• PROMPT:
Return all the data, word for word.

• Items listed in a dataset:
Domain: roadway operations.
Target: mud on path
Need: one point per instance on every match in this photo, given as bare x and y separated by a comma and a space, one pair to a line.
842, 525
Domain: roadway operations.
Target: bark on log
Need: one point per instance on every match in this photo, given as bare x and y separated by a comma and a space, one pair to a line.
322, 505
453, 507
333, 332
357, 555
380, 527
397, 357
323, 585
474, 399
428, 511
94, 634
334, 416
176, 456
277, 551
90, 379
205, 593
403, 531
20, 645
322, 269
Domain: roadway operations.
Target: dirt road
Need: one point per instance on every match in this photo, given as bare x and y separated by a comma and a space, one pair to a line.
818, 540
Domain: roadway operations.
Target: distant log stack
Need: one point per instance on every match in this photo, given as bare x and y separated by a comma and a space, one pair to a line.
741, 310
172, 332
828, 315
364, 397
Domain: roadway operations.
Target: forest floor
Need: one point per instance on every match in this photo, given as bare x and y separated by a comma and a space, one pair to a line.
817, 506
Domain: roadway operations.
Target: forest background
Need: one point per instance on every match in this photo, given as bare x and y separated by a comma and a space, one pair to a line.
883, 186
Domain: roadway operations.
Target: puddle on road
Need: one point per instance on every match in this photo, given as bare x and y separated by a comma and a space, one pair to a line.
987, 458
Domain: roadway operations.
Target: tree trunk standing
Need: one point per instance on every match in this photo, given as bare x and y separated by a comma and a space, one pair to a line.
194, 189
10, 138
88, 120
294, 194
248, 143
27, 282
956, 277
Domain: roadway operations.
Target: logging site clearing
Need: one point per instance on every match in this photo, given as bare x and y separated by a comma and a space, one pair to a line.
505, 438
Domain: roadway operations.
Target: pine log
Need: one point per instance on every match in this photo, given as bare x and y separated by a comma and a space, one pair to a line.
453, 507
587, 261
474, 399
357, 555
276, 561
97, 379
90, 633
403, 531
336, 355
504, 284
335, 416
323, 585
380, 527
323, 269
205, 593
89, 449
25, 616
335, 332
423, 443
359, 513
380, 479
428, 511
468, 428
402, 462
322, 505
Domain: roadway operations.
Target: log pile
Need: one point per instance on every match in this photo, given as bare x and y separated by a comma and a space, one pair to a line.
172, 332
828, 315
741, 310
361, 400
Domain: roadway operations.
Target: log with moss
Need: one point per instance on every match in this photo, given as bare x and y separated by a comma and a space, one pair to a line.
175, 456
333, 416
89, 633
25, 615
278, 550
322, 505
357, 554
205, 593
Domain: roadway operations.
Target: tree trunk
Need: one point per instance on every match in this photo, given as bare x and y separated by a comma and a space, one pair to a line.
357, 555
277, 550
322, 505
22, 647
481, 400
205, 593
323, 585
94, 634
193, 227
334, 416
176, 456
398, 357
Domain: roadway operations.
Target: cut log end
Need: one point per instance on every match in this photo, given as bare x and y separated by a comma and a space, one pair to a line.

• ANSWER TO THE EXERCISE:
Domain: roadway operations.
Target: mud on path
Need: one point per instance on every match in this photo, given as bare x and y separated by a comma and a space, one pair to a line.
842, 525
Domain: roadway operations.
Target: bark on log
Need: one point per instance on every match in this photo, given as bare x and y separated by a comma and a space, one pair to a line.
322, 505
453, 507
333, 332
357, 555
380, 527
397, 357
323, 585
474, 399
428, 511
94, 634
334, 416
176, 456
277, 551
90, 379
205, 593
403, 531
20, 645
322, 269
Domain: roadway operations.
Target: dirt road
Need: one point per instance on every match in this photo, given as bare x and y separated by a comma and a space, one pair to a line.
818, 540
Domain: roadway operations.
Target: distant log stack
Need: one point per instance on every match in this photo, given as bare x and y separated by a comma and a space, one pair to a line.
741, 310
172, 332
828, 315
364, 397
Domain: roadway operations.
Target: forest floor
Need: one point per instance on every match in this photo, given as bare x and y separated by a comma and a space, one pair to a line.
817, 506
Domain: roadway operations.
Target: forest background
Need: one point per instance on every match in this photo, given as bare x and y separated by a comma and a space, one pair to a line.
883, 186
Domain: roadway operations.
Target: puddle on road
Need: one point per instance on every match in this photo, given as bare x and y separated by a comma and a space, one pair to a line.
987, 458
Domain: roadway operations.
Target: tree trunk standing
Need: one point per instance on every match in this photo, given as bare x and y separated by a comma and a space, one pair to a line.
194, 189
10, 138
88, 120
294, 194
248, 143
27, 282
956, 277
Domain: roadway operations.
Target: logging site clearing
Need: one point per instance on every match in this photo, given as bare x and y separated by a comma and a space, one pair to a line.
505, 438
Domain: roadway operations.
Target: pine log
Need: one point per instance on every match in this photo, given as bare x and y separated by a comma and a space, one pair to a line.
453, 507
587, 261
474, 399
357, 555
276, 561
97, 379
90, 633
403, 531
336, 355
504, 284
335, 416
323, 585
380, 527
323, 269
205, 593
89, 449
25, 616
335, 332
423, 443
359, 513
380, 479
428, 511
468, 428
402, 462
322, 505
Domain: roadway operations.
Target: log pile
Need: one point per instance on every match in this photo, given as bare x and y separated by a comma and a space, one pair to a line.
172, 332
828, 315
741, 310
361, 400
Domain: roadway operations.
Target: log with moss
Need: one point per instance on every match in this photo, given as bare x and y separated by a comma and a space, one pair to a line.
175, 456
333, 416
89, 633
25, 615
278, 550
322, 505
357, 554
205, 593
Domain: roadway operations.
Target: tree trunk
Need: one point per instance on every match in this photo, given as bare x and y separated by a comma and a space, one pair to a line.
357, 555
277, 550
322, 505
22, 647
481, 400
205, 593
323, 585
94, 634
193, 227
334, 416
176, 456
398, 357
Domain: roadway operations.
Target: cut log end
Need: one point per instance on every match in this photo, given as bare x and y separated by a comma and a space, one pair to a line.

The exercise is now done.